» Exercise
Reproduce every entry that follows word for word, but omit the images.

** BEGIN Data supplied **

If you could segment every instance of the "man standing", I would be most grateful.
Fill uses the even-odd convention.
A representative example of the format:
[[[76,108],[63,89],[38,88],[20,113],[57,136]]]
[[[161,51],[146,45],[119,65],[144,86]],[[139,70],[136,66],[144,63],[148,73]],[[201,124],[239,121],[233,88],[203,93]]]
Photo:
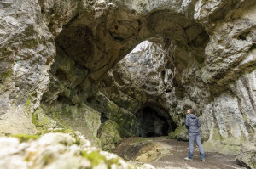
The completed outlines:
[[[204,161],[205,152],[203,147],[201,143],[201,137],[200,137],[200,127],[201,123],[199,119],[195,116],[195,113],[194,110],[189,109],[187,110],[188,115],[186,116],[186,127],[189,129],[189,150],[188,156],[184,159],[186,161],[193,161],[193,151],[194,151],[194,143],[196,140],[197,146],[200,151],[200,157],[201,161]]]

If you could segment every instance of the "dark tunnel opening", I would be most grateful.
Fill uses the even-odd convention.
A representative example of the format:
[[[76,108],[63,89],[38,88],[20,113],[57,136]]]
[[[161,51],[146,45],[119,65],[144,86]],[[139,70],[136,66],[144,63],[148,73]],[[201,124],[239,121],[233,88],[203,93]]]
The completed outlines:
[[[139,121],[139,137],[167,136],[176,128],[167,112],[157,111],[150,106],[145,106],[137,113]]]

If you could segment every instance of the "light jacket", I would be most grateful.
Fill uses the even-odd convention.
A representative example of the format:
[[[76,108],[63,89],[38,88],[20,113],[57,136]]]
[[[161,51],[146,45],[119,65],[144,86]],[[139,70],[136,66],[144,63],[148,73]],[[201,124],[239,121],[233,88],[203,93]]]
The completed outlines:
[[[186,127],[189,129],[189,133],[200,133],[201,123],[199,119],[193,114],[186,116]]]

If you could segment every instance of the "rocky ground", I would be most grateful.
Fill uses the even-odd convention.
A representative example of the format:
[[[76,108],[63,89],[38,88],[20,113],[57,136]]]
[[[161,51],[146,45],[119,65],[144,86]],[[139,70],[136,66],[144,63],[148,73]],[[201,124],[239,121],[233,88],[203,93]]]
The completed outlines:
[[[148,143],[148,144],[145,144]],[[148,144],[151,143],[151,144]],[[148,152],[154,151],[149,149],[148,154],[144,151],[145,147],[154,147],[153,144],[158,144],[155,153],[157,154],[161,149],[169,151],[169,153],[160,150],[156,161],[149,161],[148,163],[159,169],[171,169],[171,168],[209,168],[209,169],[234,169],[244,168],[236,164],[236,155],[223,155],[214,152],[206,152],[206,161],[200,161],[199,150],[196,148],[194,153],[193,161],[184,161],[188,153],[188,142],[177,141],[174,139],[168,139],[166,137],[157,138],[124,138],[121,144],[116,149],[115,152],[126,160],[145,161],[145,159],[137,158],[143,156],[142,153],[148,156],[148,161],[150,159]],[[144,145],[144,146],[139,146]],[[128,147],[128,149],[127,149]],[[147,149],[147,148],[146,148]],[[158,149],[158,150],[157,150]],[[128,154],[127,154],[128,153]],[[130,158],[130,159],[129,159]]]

** END Data supplied **

» Worked solution
If you could segment every instance of the "man standing", I would be most grateful.
Fill uses the even-odd convention.
A representative example of the format:
[[[76,108],[63,89],[38,88],[20,113],[57,136]]]
[[[161,51],[146,45],[119,65],[144,86]],[[139,70],[136,66],[144,63],[148,73]],[[201,124],[239,121],[233,88],[203,93]]]
Photo:
The completed outlines:
[[[204,161],[205,152],[203,147],[201,143],[201,137],[200,137],[200,127],[201,123],[199,119],[195,116],[195,113],[194,110],[189,109],[187,110],[188,115],[186,116],[186,127],[189,129],[189,150],[188,156],[184,159],[186,161],[193,161],[193,151],[194,151],[194,143],[196,140],[197,146],[200,151],[200,157],[201,161]]]

If you could segment every instance of the "dark tunnel opening", I would be most grateful.
Fill uses the even-odd convention.
A representative example of the format:
[[[76,108],[63,89],[38,88],[20,113],[57,136]]]
[[[161,51],[146,45],[119,65],[144,86]],[[139,70],[136,66],[144,63],[148,73]],[[201,124],[239,121],[233,88],[203,93]]]
The completed outlines:
[[[139,121],[139,137],[167,136],[176,128],[167,112],[157,111],[150,106],[145,106],[137,113]]]

If you could segment every instance of the "light jacket", I would be most grateful.
Fill uses the even-odd convention.
A representative example of the format:
[[[76,108],[63,89],[38,88],[20,113],[57,136]]]
[[[161,51],[146,45],[119,65],[144,86]],[[139,70],[136,66],[144,63],[148,73]],[[201,124],[239,121],[233,88],[203,93]]]
The completed outlines:
[[[186,127],[189,129],[189,133],[200,133],[201,123],[199,119],[193,114],[186,116]]]

If you could segment every instance of the "rocky ground", I would be most grateful.
Fill uses the even-odd convention.
A representative example of the format:
[[[76,108],[63,89],[38,88],[20,113],[57,136]]]
[[[161,51],[146,45],[119,65],[144,86]],[[139,70],[136,66],[144,63],[148,73]],[[201,124],[239,121],[233,88],[203,93]]]
The completed outlines:
[[[148,143],[148,144],[145,144]],[[148,144],[151,143],[151,144]],[[148,152],[154,151],[149,149],[148,154],[144,151],[145,147],[154,147],[153,144],[158,144],[155,153],[157,154],[161,149],[169,151],[169,153],[160,150],[156,161],[149,161],[148,163],[159,169],[171,169],[171,168],[209,168],[209,169],[234,169],[244,168],[236,164],[236,155],[223,155],[214,152],[206,152],[206,161],[200,161],[199,150],[196,148],[194,153],[193,161],[184,161],[188,153],[188,142],[177,141],[174,139],[168,139],[166,137],[157,138],[124,138],[121,144],[116,149],[115,152],[126,160],[145,161],[145,159],[137,158],[143,156],[142,153],[148,156],[148,161],[150,159]],[[144,145],[144,146],[139,146]],[[128,147],[128,149],[127,149]],[[147,149],[147,148],[146,148]],[[158,149],[158,150],[157,150]],[[128,154],[127,154],[128,153]],[[130,158],[130,159],[129,159]]]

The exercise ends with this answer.